Description of the task. Among the entries below, find the lines with "weed" and copy them.

Supplied material.
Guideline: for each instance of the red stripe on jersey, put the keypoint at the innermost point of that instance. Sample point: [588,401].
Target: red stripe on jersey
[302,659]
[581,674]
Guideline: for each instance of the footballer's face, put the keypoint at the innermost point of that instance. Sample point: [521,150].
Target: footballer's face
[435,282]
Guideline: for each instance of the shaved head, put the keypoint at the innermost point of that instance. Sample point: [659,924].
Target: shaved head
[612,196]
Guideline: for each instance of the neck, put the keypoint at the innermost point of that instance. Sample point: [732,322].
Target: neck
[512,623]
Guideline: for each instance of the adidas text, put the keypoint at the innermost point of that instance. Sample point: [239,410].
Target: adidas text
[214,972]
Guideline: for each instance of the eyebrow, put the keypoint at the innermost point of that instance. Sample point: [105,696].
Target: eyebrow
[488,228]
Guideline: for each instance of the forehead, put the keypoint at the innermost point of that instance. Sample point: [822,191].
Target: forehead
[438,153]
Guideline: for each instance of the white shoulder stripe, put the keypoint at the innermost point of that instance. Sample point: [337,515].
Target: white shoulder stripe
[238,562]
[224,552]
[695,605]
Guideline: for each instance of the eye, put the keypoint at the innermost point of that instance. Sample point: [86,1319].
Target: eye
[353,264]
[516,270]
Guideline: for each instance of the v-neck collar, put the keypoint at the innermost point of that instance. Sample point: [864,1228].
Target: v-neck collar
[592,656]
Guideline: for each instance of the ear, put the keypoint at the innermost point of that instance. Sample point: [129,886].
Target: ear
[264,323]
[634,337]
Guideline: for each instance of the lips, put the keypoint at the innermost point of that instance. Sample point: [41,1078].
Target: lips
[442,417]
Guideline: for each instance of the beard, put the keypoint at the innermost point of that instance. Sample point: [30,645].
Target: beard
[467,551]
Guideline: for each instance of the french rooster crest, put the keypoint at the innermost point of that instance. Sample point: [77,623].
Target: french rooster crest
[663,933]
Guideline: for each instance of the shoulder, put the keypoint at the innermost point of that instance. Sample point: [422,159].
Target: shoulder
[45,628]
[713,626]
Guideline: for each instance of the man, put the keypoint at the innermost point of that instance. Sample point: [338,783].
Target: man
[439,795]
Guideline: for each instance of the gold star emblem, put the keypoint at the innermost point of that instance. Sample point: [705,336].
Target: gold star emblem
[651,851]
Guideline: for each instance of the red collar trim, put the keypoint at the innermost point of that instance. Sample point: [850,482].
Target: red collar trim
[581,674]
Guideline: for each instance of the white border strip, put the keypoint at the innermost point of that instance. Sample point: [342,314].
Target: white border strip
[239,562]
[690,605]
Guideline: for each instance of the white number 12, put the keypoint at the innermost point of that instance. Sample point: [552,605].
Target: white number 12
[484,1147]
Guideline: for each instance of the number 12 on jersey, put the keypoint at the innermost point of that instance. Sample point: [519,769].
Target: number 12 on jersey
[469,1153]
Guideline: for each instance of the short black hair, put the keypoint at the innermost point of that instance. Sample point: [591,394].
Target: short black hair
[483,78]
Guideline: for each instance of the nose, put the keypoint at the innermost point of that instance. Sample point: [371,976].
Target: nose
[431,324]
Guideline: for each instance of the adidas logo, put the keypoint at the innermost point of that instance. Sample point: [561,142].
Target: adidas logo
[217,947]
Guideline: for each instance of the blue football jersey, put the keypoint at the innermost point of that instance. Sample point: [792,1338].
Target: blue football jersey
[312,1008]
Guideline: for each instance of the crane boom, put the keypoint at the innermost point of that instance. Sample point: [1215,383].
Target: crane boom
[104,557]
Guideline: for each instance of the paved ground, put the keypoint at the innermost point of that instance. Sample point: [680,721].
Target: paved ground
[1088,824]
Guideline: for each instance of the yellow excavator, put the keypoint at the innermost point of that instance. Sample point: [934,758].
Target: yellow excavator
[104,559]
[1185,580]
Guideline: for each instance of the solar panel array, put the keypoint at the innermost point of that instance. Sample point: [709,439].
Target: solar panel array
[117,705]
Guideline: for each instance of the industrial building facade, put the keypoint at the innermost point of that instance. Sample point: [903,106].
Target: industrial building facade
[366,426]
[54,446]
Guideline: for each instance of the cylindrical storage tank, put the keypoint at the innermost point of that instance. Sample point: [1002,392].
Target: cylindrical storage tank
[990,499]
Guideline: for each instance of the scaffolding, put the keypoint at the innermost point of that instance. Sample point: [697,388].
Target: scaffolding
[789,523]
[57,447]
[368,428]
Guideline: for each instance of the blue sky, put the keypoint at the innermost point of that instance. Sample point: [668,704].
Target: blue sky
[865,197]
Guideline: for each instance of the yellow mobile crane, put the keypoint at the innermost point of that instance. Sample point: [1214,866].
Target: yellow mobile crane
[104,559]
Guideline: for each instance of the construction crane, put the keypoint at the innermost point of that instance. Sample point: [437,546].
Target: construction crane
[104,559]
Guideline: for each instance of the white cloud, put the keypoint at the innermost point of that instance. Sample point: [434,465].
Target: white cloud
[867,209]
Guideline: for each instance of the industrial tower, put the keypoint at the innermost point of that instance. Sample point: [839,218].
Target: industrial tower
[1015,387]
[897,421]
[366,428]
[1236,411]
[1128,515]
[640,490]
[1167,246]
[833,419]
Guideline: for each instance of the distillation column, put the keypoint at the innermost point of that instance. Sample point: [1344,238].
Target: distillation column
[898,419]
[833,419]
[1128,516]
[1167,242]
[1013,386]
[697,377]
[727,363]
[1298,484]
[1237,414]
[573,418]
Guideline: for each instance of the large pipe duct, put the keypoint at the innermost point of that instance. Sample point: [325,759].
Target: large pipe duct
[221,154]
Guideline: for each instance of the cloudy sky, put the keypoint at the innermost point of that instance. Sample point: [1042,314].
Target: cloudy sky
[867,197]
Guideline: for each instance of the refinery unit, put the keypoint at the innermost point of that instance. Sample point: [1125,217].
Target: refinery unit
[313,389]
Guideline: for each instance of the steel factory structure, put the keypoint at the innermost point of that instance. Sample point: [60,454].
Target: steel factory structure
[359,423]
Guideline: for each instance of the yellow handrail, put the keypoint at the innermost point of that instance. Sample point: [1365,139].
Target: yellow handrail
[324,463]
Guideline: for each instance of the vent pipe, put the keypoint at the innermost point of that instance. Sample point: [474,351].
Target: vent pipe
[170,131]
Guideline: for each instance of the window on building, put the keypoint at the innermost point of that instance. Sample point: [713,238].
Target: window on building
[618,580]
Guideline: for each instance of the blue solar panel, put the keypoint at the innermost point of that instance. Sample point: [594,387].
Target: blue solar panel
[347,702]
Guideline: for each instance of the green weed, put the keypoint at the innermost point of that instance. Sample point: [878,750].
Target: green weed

Output.
Guideline: for each instance of the green weed, put the keypoint at the innermost point of that instance. Sample point: [878,750].
Target: green weed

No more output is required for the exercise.